* Start Text excerpt *

Apple’s M1 silicon debuted to great fanfare a year ago, infusing the entry-level 2020 MacBook Air with extraordinary computing power for a laptop of its size and price. At the time, the 13-inch MacBook Pro rang up as the lesser value, since it cost more but used the same M1 processor that the MacBook Air did. Apple now changes the equation—and opens up the Pro to a wider swath of content pros—with the 14-inch MacBook Pro (starts at $1,999; $2,899 as tested). Debuting a new screen size for Apple laptops, this MacBook Pro is the notebook that Mac-minded creative professionals have been waiting for, with a much-more-powerful Apple chip (the M1 Pro), an extensive selection of ports (including some old essentials returning), and revolutionary screen technology to justify its considerably higher price. It gains an Editors’ Choice award as a seriously powerful tool for Mac creatives that, unlike most workstation-grade laptops, retains reasonable portability.
14-Inch MacBook Pro or 16-Incher: Which Should I Buy?
The new 14-inch MacBook Pro has so many advantages over the 13-inch model that, if you are a professional user bound to macOS, and with the cash to invest in a seriously capable workhorse, your decision really comes down to whether you should buy the 14-inch or the 16-inch model. You can safely leave the 13-inch M1 MacBook Pro model off the list. (At this writing, Apple continues to sell it without having updated it from the plain-M1 configuration announced last year.)
Apple’s online configurator for its new-for-2021 MacBook Pros are flexible and a bit confusing, to be sure, but most of the standard and optional features are identical across the 14-inch and 16-inch screen sizes. Your choice really comes down to size, weight, and price.
If you can stomach spending a lot of extra dough and carrying around a significantly bulkier and heavier chassis for two additional inches of screen real estate, the 16-incher will satisfy. But if you’re like many pros looking for a blend of portability and power, we suspect these compromises might turn you off, especially if you’ve already got a more powerful desktop at home or the office to do most of your heavy rendering and compiling. That’s why we’re giving the 14-inch model reviewed here the Editors’ Choice award.
If the opposite is true, skip the rest of this review and head on over to our analysis of the 16-inch model—you can’t go wrong with that one if you’ve got a roomy budget and stronger shoulders. For everyone else, let’s continue by comparing the physical differences of the two models.
The 14-inch MacBook Pro is 0.61 by 12.3 by 8.7 inches (HWD) and weighs 3.5 pounds. That takes it above the 3-pound limit we typically use to delineate whether or not a laptop is in the “ultraportable” category, to which the 13-inch MacBook Pro and the MacBook Air undoubtedly belong.

* End Text excerpt *

-- Exercise set --
• A. Reproduce the stretch of the MacBook Pro review from "The new 14-inch" through "announced last year.)".
• B. Extend the MacBook Pro review beyond its last sentence, writing further paragraphs that carry on from that point.

* Start Provided data *

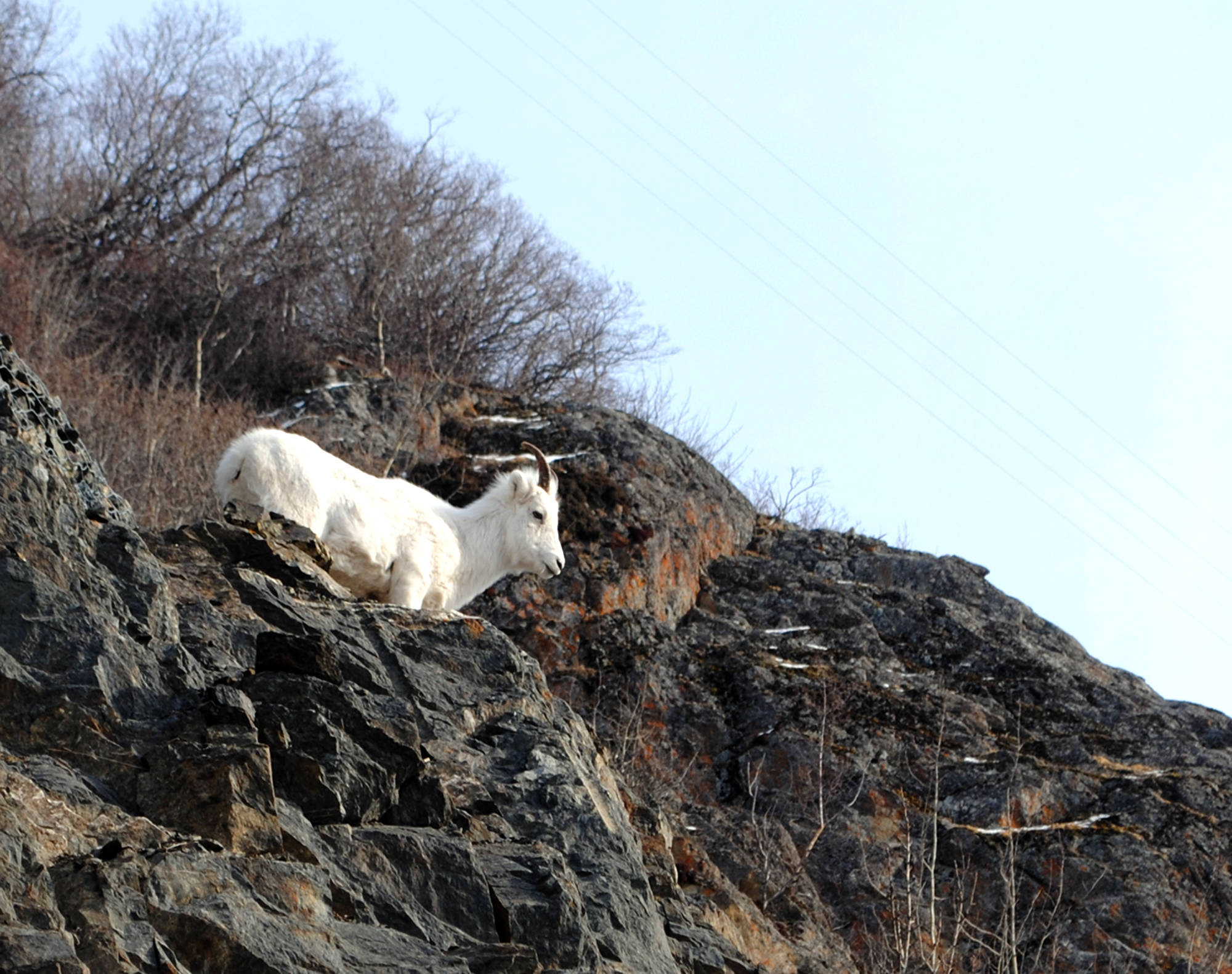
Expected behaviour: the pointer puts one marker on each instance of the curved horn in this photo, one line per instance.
(546, 475)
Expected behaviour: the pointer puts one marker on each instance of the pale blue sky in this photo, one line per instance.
(1060, 172)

* End Provided data *

-- Task-by-task results --
• A.
The new 14-inch MacBook Pro has so many advantages over the 13-inch model that, if you are a professional user bound to macOS, and with the cash to invest in a seriously capable workhorse, your decision really comes down to whether you should buy the 14-inch or the 16-inch model. You can safely leave the 13-inch M1 MacBook Pro model off the list. (At this writing, Apple continues to sell it without having updated it from the plain-M1 configuration announced last year.)

• B.
On the other hand, the 14-incher is significantly more portable than the 16-incher, which measures 0.66 by 14 by 9.8 inches and weighs 4.8 pounds. The 14-inch MacBook Pro is also more compact than most of its direct Windows competitors, which tend to be bulky 15-inch mobile workstation laptops that also weigh 4 pounds or more. Yes, there are many 14-inch Windows laptops that do qualify as ultraportable, including our favorite business laptop, the Lenovo ThinkPad X1 Carbon Gen 9. But these machines offer nowhere near the power that the M1 Pro or M1 Max processors in the 2021 MacBook Pros provide. They are really geared more toward basic productivity than serious content creation.
Put aside the size differences, though, and the 14-inch and 16-inch MacBook Pros both share nearly identical physical features: the ports, the keyboards, the display technology, even the choice of Apple M1 Pro or M1 Max processors. Even the camera notch in the top portion of the screen, one of the most controversial features of the new design, is identical between the two. Both also offer you a choice of Space Gray or Silver color schemes, following in the footsteps of countless Apple products that have gone before.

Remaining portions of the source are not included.